» **Work request**
Working line by line, output the entries below exactly as they appear.

[Records to use]

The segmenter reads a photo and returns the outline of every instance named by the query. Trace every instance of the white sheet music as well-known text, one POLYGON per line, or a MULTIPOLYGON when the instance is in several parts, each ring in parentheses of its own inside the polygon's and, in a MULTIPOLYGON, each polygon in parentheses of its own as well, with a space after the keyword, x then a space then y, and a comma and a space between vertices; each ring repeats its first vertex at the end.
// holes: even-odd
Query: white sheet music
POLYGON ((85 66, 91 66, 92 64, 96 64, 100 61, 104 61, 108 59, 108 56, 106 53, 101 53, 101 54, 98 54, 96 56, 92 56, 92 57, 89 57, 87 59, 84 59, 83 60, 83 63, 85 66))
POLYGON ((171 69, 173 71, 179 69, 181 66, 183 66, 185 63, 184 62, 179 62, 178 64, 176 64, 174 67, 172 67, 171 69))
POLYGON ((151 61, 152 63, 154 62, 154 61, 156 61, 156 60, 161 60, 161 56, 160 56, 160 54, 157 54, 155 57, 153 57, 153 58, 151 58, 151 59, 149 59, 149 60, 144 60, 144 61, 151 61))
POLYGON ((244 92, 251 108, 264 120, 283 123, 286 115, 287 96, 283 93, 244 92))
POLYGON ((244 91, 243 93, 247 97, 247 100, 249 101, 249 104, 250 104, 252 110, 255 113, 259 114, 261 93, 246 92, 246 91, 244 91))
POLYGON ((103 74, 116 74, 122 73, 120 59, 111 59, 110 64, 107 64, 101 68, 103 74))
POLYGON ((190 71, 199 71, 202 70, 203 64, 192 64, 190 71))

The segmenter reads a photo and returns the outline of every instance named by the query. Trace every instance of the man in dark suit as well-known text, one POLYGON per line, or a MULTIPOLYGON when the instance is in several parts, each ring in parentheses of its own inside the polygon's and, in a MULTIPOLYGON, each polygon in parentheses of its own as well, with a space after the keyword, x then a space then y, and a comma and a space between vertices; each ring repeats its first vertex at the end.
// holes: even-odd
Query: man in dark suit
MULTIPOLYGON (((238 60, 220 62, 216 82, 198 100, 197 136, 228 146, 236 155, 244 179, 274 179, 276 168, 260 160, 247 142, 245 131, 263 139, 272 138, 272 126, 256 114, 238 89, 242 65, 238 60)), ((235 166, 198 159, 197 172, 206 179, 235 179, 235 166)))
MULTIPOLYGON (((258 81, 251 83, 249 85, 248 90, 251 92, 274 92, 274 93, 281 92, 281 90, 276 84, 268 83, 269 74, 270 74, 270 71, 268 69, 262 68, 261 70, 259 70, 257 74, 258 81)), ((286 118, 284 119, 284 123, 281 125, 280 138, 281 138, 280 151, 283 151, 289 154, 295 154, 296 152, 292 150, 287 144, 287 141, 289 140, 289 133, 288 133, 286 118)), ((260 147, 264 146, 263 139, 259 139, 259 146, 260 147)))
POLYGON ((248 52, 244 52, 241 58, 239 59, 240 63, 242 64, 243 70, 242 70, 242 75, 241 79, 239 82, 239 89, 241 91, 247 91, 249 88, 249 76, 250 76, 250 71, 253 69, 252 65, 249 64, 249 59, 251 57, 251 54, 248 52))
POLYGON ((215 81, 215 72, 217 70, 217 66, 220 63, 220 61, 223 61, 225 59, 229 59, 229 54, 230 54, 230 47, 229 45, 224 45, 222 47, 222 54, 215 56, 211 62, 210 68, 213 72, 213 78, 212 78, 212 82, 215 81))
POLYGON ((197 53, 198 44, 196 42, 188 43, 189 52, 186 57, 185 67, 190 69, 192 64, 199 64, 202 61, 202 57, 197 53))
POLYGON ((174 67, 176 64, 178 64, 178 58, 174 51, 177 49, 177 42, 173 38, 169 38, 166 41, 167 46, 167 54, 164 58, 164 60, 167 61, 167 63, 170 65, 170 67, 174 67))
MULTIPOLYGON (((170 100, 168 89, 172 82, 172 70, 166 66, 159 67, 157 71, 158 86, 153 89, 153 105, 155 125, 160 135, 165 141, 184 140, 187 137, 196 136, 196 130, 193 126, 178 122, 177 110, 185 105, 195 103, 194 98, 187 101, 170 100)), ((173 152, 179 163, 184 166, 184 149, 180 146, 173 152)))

[/Records to use]

» **Response to the task**
The segmenter reads a photo and returns the outline of every instance named by the query. Trace every instance of the white sheet music as well-known text, one POLYGON per line, or a MULTIPOLYGON when the instance is in several parts, each ring in parentheses of its own inside the polygon's and, in a MULTIPOLYGON, each polygon in parentheses of its own as well, with a space after the keyword, x then a space then y, and a comma and a space between vertices; each ring repeats its first vertex at the end.
// holes: even-odd
Query: white sheet music
POLYGON ((85 66, 91 66, 92 64, 96 64, 100 61, 104 61, 108 59, 108 56, 106 53, 101 53, 101 54, 98 54, 96 56, 92 56, 92 57, 89 57, 87 59, 84 59, 83 60, 83 63, 85 66))
POLYGON ((171 69, 173 71, 179 69, 181 66, 183 66, 185 63, 184 62, 179 62, 178 64, 176 64, 174 67, 172 67, 171 69))
POLYGON ((151 61, 152 63, 154 62, 154 61, 156 61, 156 60, 161 60, 161 56, 160 56, 160 54, 157 54, 155 57, 153 57, 153 58, 151 58, 151 59, 149 59, 149 60, 144 60, 144 61, 151 61))
POLYGON ((244 92, 251 108, 264 120, 283 123, 286 115, 287 96, 283 93, 244 92))
POLYGON ((244 91, 243 93, 247 97, 247 100, 249 101, 249 104, 250 104, 252 110, 255 113, 259 114, 261 93, 246 92, 246 91, 244 91))
POLYGON ((103 74, 116 74, 122 73, 120 59, 111 59, 110 64, 107 64, 101 68, 103 74))
POLYGON ((190 71, 199 71, 202 70, 203 64, 192 64, 190 71))

The segmenter reads a photo and returns the outline of every instance named by the query. Trace every instance of the man in dark suit as well-known text, one POLYGON per line, or a MULTIPOLYGON when the instance is in several parts, each ring in parentheses of its own inside the polygon's and, in a MULTIPOLYGON, each polygon in parentheses of its own as well, with a space after the keyword, x then a space then y, and a comma and a space between vertices; each ring repeats its first vertex at the end.
// holes: even-odd
Query: man in dark suit
MULTIPOLYGON (((238 60, 220 62, 216 82, 198 100, 197 136, 228 146, 236 155, 244 179, 274 179, 276 168, 260 160, 247 142, 245 131, 263 139, 272 138, 272 126, 256 114, 238 89, 242 65, 238 60)), ((235 166, 198 159, 197 172, 206 179, 235 179, 235 166)))
MULTIPOLYGON (((258 81, 251 83, 249 85, 248 90, 251 92, 274 92, 274 93, 281 92, 281 90, 276 84, 268 83, 269 74, 270 74, 270 71, 268 69, 262 68, 261 70, 259 70, 257 74, 258 81)), ((286 118, 284 119, 284 123, 281 125, 280 138, 281 138, 280 151, 283 151, 289 154, 295 154, 296 152, 292 150, 287 144, 287 141, 289 140, 289 133, 288 133, 286 118)), ((260 147, 264 146, 263 139, 259 139, 259 146, 260 147)))
POLYGON ((248 52, 244 52, 241 58, 239 59, 240 63, 242 64, 243 70, 242 70, 242 75, 241 79, 239 82, 239 89, 241 91, 247 91, 249 88, 249 76, 250 76, 250 71, 253 69, 252 65, 249 64, 249 59, 251 57, 251 54, 248 52))
POLYGON ((215 81, 215 72, 217 70, 217 66, 220 63, 220 61, 223 61, 225 59, 229 59, 229 54, 230 54, 230 47, 229 45, 224 45, 222 47, 222 54, 215 56, 211 62, 210 68, 213 72, 213 78, 212 78, 212 82, 215 81))
POLYGON ((197 53, 198 44, 196 42, 188 43, 189 52, 186 57, 185 67, 190 69, 192 64, 199 64, 202 61, 202 57, 197 53))
POLYGON ((174 67, 176 64, 178 64, 178 58, 174 51, 177 49, 177 42, 173 38, 169 38, 166 41, 167 46, 167 54, 164 58, 164 60, 167 61, 167 63, 170 65, 170 67, 174 67))
MULTIPOLYGON (((170 100, 168 89, 172 82, 172 70, 166 66, 159 67, 157 71, 158 86, 153 89, 153 105, 155 125, 160 135, 165 141, 184 140, 187 137, 196 136, 196 130, 193 126, 178 122, 177 110, 185 105, 195 103, 194 98, 187 101, 170 100)), ((173 152, 179 163, 184 166, 184 149, 180 146, 173 152)))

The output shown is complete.